Even with your iron fist
More than you got to rule the nation
When all we got is precious time

Falar de Chinese Democracy é uma tarefa complicada sem dar um breve contexto histórico remetente a sua construção extremamente problemática nos bastidores. O álbum, planejado desde 1996, foi basicamente o pilar da separação da formação da banda original, que contava com os lendários Slash – guitarrista que ninguém conhece, né? – e o baixista Duff McKagan, abandonando o grupo alegando divergências criativas com o vocalista Axl Rose, que insistiu no projeto até sua consolidação somente em 2008, 12 anos depois da ideia. Até lá, Rose sofreu com mais turbulências de gravações com outras formações que a banda tentou, ao longo do período estagnado. Muitas delas correspondentes aos motivos que levaram à separação, falando dele como um controlador criativo abusivo, não aceitando críticas de melhorias e querendo refazer canções e gravações que na sua cabeça ainda não estavam do jeito ideal.

Isso foi prolongando a vida estagnada da banda, que parecia fadada ao fim. O discurso no início da década de 2000, com as especulações sobre o álbum não sair, basicamente já os olhava como uma espécie de The Beatles, em que a separação e a ideia de um último álbum só aumentavam a mágica nostálgica da marca, principalmente porque em condições físicas, Axl passava longe de ser aquela voz que encantou o mundo, fora sua capacidade de palco reduzida pelo sobrepeso exposta no Rock in Rio 2001, ou seja, o auge passou e nunca mais veríamos Gun’s N’ Roses em ação novamente. Tanto que, quando o álbum finalmente foi lançado, a assimilação era de qualquer outra coisa, menos com a banda. Falavam muito em ser um trabalho solo de Axl Rose, que só colocou as armas e rosas no meio para vender melhor o disco. Não deixa de ser uma meia-verdade, porque basicamente foi ele que idealizou tudo e era o único remanescente daquele passado lúdico, mas ao mesmo tempo não é algo ruim, porque se pensarmos em termos estéticos, a evolução da discografia da banda até então passava por sua mão, que queria cada vez mais se desvincular do hard rock mais direto de Appetite for Destruction.

Em Use Your Illusion I/II, Axl já compôs sozinho canções como November Rain e Civil War, que tinham essa melodia menos incisiva, passeando por construções líricas mais cadenciadas. A repetição desse caráter acabou sendo a base do estranhamento na logística sonora de Chinese Democracy, mas que, ao menos particularmente falando, é o que mais encanta nele. Cada canção parece ter uma vestimenta instrumental única, e o mais incrível é que nenhuma delas parece remetente a outros tempos, nem se desvincula de uma clara unidade estilística do álbum. Não se trata de uma mistura também, por mais que haja elementos de tudo aqui, desde o rock alternativo eletrônico vigente do século até sintetizadores dos anos oitenta variando seus solos de guitarra agressivos com melosos da época noventista. A construção aglutina essas características em uma harmonia original, que merece aplausos pela extrema competência na curadoria sonora. Há rumores de que essa variação ampla e ainda coesa se deve ao orçamento estrondoso do disco, mas independentemente da vantagem de ter mais dinheiro ou um tempo dedicado a revisões, que certamente ajudaram a atingir o ideal das ramificações de tom, o resultado impressiona pelo detalhismo.

[Entradas de um conjunto de anotações por pontos]
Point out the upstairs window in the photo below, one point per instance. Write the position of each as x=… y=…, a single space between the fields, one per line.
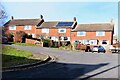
x=81 y=33
x=45 y=30
x=27 y=27
x=100 y=33
x=12 y=28
x=62 y=30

§ Lista de tarefas
1. Reescreva as linhas da listagem como uma lista numerada, omitindo as linhas em branco e deixando as imagens fora da resposta.
2. Prolongue o trecho sobre o álbum Chinese Democracy, começando logo após sua última frase.
O trecho e a listagem não têm relação entre si.

§ Respostas por tarefa
1.
1. Point out the upstairs window in the photo below, one point per instance. Write the position of each as x=… y=…, a single space between the fields, one per line.
2. x=81 y=33
3. x=45 y=30
4. x=27 y=27
5. x=100 y=33
6. x=12 y=28
7. x=62 y=30

2.
Falando das canções em si, é impossível não começar exaltando a homônima ao título. Arrisco dizer que Chinese Democracy está entre as cinco melhores músicas que a banda já produziu. Talvez esteja falando bobagem, mas o início cadenciado das vozes e sussurros, discutindo num fundo caótico gradativamente silenciando para dar voz a riffs fantásticos de guitarra de Ron “Bumblefoot” Thal, e a voz de Axl ao fundo gritando quase um “Volteeeeeeei, babys” me arrepia em cada pelo do corpo. Se há um duplo sentido ou não na intenção desse início, não faço ideia, fato é que essa música entra chutando a porta do álbum, com uma parte instrumental fantasticamente aliada à potência limitada do vocalista, em suas “falhas” de timbre que se complementam com a jocosidade dos efeitos no baixo de Tom Stinson e retomam o fôlego com arranque da bateria de Bryan Mantia. Fora o solo de guitarra eletrônico no meio, que tudo bem, não é de um Slash, mas é extremamente empolgante. Clichê falar que é a melhor do álbum, até mesmo no caráter temático, que aí sim puxa diretrizes antigas da banda pelo caráter direto. Não à toa a música foi bloqueada em toda a China, não há firulas em sua letra em expor o regime ditatorial do país através de uma alegoria interessante com seu movimento antagônico capitalista.

Indo para Shackler’s Revenge, Catcher in the Rye e Scraped, temos efeitos digitais de sintetizadores utilizados em maior evidência por Dizzy Reed. O tom distorcido da voz de Axl em grave traz um estranhamento aparentemente problemático a essas músicas em sonoridade, apesar de na primeira, por exemplo, ser justificada na própria mencionando o sentimento engraçado da mente do eu-lírico. Aos poucos, em cada uma, o tom autodestrutivo vai “desbagunçando” no avanço do refrão até capturar a potência lírica no meio, quando volta a introduzir um solo eletrônico memorável pela mistura com voice-overs batucados. Better é outra com esse mesmo estranhamento de voz modificada em seu início, porém a quebra vem logo em evidência de um refrão potente com a clássica voz afinada e aguda que marcou o auge de Axl Rose. Claro, sem o mesmo timbre, mas a quebra entre o efeito e sua voz serve justamente como disfarce, e a escolha desse tom é o ideal para a relação da letra, que é exclusivamente pessoal dos problemas do cantor até conseguir estar “melhor” para voltar ao que sabe fazer de melhor. E ele prova que, mesmo com todas as limitações, ainda consegue chegar lá com o auxílio do piano, como demonstra em Street Of Dreams e This I Love, as duas canções mais emotivas e remetentes à época de suas melodia românticas em Use Your Illusion, só que aprofundada em uma temática de desigualdade social, e não só desilusão sentimental.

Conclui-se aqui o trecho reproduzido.